### [ENTRIES SHOWN]

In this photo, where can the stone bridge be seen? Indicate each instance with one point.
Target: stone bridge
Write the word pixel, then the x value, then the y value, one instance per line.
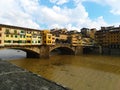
pixel 43 51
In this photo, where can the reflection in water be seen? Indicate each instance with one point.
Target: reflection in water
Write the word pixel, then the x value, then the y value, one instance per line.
pixel 8 54
pixel 87 72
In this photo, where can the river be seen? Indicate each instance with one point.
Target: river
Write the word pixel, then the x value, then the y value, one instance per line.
pixel 85 72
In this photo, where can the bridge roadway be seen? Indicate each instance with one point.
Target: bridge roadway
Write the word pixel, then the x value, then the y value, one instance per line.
pixel 15 78
pixel 43 51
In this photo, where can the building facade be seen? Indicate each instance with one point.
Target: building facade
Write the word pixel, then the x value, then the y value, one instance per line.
pixel 13 35
pixel 108 37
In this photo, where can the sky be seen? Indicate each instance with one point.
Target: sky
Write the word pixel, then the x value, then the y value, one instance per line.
pixel 70 14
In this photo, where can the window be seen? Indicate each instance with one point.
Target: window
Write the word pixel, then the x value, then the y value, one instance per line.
pixel 15 31
pixel 7 35
pixel 7 31
pixel 20 36
pixel 22 31
pixel 15 36
pixel 11 35
pixel 39 42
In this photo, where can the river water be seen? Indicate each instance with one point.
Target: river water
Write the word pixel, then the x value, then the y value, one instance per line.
pixel 85 72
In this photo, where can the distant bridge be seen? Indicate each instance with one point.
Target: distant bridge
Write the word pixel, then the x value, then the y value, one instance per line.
pixel 43 51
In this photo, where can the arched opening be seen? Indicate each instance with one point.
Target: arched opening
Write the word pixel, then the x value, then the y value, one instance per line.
pixel 14 53
pixel 62 51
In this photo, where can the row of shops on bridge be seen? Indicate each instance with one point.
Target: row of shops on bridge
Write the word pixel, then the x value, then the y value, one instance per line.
pixel 14 35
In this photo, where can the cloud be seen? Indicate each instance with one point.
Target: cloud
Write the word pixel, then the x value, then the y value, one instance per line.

### [WORK TASK]
The lines to copy are those in the listing that contain "window".

### [SOLUTION TO THIS TASK]
In this photo, where can the window be seen? Indicate each instance with one point.
Target: window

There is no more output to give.